TO DO →
1. Answer these from the article on OpenAI model accuracy, one answer per line, marked (a) to (c):
(a) What is the name of the internal standard OpenAI used to test its new models?
(b) What percentage of questions did o4-mini answer incorrectly?
(c) Which non-profit AI research institution revealed the case of o3 claiming to have run code?
2. From the article on OpenAI model accuracy, extract the passage starting with "OpenAI tested its" and going on through "into this category.".
3. Turn the paragraph of the article on OpenAI model accuracy that begins "The results were unexpected" into a bulleted list that keeps its main facts.

DOCUMENT SEGMENT →
The accuracy of OpenAI’s recently released AI models has been found to be lower than previous models, according to a report by the American IT news outlet TechCrunch on the 18th (local time).
OpenAI tested its new models ‘o3’ and ‘o4-mini’ to determine how accurately they answer questions about people. The test used an internal standard called ‘PersonQA’, which measures knowledge of basic information about celebrities or public figures. For instance, questions like “What was the first company founded by Steve Jobs?” fall into this category.
The results were unexpected. The o3 model provided incorrect information for 33% of all questions asked. This equates to one in every three questions receiving a wrong answer. The hallucination rate of o3 was nearly double that of previous models like o1 (16%) and o3-mini (14.8%). The o4-mini model answered nearly half (48%) of the questions incorrectly.
There were also instances where the AI claimed to have performed actions it did not. Non-profit AI research institution Transluce revealed a case where o3 stated, “I executed code on a 2021 MacBook Pro outside of ChatGPT and copied the results,” but actually, the o3 model cannot execute code directly on a computer. It was claiming to have done something it did not do.
OpenAI has stated that it is unclear why the hallucination rate has increased. They explained that the new models attempt to convey more information than before, resulting in more correct information, but also an increase in incorrect information.

INFORMATION SUPPLIED →
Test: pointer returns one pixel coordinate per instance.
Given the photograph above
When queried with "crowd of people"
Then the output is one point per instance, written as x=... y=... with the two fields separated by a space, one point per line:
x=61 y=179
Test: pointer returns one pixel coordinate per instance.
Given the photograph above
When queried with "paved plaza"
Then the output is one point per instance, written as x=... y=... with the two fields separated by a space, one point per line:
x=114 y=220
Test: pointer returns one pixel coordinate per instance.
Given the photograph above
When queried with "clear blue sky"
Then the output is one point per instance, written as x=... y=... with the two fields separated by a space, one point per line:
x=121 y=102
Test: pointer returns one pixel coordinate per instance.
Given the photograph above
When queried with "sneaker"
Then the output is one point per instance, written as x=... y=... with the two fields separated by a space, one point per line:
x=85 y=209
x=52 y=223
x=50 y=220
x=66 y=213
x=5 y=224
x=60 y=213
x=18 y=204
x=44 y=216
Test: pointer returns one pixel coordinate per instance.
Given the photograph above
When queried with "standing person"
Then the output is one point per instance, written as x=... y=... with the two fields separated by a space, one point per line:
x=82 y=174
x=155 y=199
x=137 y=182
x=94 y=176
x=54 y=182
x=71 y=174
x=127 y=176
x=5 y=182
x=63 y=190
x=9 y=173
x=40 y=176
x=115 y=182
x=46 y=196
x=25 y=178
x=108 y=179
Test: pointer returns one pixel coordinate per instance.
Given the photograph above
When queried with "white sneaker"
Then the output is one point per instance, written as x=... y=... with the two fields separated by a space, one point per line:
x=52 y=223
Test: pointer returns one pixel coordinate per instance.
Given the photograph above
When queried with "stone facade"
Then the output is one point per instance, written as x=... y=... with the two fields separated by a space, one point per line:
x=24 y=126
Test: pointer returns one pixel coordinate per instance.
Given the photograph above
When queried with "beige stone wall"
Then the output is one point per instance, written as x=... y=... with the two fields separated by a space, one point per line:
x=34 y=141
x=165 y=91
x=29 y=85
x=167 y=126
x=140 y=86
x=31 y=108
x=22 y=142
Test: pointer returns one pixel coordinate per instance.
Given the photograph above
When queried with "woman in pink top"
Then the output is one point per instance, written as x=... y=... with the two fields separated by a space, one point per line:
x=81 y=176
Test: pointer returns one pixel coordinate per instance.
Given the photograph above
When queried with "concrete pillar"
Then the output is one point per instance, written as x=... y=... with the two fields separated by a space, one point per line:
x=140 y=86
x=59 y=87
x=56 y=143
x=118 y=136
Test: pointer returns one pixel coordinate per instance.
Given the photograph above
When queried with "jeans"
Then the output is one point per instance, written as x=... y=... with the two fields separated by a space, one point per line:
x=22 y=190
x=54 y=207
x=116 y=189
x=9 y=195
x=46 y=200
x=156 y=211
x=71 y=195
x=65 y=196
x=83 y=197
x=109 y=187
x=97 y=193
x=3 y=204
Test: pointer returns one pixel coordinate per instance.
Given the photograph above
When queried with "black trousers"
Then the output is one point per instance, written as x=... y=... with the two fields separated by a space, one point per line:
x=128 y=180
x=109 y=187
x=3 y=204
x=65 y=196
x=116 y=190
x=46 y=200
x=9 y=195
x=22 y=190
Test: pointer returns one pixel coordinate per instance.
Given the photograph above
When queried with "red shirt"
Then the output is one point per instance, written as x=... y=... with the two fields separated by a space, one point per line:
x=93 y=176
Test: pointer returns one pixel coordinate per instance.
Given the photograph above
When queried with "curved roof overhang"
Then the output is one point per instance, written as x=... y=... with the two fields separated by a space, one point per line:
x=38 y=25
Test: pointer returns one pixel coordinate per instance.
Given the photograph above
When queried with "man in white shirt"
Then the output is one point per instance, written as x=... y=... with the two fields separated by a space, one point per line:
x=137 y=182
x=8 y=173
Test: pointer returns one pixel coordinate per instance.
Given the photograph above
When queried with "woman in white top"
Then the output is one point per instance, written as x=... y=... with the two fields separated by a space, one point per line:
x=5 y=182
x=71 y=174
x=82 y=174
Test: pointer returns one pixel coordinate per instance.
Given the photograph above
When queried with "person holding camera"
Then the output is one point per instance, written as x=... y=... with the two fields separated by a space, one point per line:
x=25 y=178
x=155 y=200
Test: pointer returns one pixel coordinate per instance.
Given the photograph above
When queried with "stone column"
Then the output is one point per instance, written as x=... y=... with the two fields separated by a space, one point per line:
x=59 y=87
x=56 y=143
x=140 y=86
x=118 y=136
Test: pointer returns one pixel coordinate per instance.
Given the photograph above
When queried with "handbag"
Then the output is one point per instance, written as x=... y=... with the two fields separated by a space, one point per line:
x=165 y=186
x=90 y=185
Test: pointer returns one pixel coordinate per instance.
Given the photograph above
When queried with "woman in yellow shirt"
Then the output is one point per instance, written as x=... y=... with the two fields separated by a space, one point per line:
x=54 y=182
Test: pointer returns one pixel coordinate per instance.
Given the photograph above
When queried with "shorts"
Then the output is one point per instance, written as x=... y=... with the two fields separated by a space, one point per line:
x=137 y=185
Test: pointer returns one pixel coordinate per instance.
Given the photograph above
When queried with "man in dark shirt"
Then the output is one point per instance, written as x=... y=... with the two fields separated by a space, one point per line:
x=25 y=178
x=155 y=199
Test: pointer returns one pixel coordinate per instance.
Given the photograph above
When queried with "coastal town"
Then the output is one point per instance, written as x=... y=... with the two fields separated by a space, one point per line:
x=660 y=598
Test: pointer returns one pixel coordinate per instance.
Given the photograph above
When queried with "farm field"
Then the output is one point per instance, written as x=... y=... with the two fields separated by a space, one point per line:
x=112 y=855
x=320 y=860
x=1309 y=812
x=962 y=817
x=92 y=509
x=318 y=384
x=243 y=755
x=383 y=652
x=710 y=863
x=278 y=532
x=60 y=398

YOUR WRITTEN ANSWERS →
1.
(a) PersonQA
(b) 48%
(c) Transluce

2.
OpenAI tested its new models ‘o3’ and ‘o4-mini’ to determine how accurately they answer questions about people. The test used an internal standard called ‘PersonQA’, which measures knowledge of basic information about celebrities or public figures. For instance, questions like “What was the first company founded by Steve Jobs?” fall into this category.

3.
- The results were unexpected.
- o3 gave incorrect information for 33% of questions, roughly one in three.
- o3's hallucination rate was nearly double that of o1 (16%) and o3-mini (14.8%).
- o4-mini answered nearly half (48%) of the questions incorrectly.